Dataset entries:
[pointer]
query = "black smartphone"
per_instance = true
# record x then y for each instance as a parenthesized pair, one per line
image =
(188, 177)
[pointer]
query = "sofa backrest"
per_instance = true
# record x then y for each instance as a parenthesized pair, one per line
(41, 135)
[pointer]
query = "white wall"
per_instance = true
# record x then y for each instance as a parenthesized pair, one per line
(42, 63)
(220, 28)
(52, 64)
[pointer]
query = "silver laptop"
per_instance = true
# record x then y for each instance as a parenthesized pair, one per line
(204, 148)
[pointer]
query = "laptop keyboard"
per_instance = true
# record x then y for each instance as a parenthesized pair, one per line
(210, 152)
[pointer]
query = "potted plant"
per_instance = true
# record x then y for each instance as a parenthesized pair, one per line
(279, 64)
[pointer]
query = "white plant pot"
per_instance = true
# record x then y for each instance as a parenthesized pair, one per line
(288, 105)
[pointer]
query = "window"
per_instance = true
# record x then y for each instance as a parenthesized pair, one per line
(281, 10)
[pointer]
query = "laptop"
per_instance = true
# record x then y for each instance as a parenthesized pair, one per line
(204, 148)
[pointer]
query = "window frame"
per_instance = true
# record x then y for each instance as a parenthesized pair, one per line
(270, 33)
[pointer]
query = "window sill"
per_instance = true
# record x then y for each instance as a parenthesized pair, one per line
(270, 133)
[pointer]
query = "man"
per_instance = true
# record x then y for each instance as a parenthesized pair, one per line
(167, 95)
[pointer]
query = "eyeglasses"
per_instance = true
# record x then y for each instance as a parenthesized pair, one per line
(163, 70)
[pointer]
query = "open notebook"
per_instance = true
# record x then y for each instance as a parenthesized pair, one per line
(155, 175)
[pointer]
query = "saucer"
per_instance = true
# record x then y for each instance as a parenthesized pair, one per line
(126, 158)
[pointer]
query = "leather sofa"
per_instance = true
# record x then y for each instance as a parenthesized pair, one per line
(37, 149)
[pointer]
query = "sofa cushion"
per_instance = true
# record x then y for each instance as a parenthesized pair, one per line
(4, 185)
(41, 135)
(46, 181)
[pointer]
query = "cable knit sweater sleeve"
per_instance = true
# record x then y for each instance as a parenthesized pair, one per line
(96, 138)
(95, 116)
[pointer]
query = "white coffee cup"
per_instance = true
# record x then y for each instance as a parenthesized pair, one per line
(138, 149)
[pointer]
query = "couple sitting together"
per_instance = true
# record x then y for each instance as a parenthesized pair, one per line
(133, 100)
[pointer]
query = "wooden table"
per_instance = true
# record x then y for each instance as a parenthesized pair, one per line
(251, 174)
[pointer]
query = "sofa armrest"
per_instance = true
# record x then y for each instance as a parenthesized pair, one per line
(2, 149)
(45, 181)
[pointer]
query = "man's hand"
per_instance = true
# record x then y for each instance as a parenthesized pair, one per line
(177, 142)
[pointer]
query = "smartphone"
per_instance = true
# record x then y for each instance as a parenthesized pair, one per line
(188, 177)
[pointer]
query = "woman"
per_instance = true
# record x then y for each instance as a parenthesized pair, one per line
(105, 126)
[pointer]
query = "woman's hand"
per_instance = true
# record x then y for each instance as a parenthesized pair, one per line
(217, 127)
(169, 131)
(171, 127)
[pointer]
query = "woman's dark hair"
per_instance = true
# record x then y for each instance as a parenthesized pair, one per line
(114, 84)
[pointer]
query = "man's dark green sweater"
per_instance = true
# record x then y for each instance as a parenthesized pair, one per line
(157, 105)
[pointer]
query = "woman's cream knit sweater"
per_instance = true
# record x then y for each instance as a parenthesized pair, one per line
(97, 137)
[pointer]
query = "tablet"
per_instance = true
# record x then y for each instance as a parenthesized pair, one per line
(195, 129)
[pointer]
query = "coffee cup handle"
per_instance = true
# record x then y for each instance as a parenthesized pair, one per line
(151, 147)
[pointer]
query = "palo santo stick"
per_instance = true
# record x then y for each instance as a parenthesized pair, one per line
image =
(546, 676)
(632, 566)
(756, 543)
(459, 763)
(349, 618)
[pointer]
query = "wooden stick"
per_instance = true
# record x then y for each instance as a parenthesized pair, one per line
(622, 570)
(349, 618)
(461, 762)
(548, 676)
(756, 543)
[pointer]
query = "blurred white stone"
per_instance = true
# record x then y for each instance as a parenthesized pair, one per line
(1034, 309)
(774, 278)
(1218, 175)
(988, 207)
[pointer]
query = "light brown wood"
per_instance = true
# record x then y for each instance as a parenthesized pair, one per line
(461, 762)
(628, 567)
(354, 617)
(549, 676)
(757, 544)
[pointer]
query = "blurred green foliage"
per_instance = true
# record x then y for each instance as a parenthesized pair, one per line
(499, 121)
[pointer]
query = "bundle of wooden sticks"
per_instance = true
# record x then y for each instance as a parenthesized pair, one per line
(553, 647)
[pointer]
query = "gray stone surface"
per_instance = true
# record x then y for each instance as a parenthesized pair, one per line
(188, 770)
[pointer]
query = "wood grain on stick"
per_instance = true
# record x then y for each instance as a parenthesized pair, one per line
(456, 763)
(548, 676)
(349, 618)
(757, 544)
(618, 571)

_About this exercise_:
Please tally every line of the entries that holds "white" and answer with that figure alone.

_Output of the task_:
4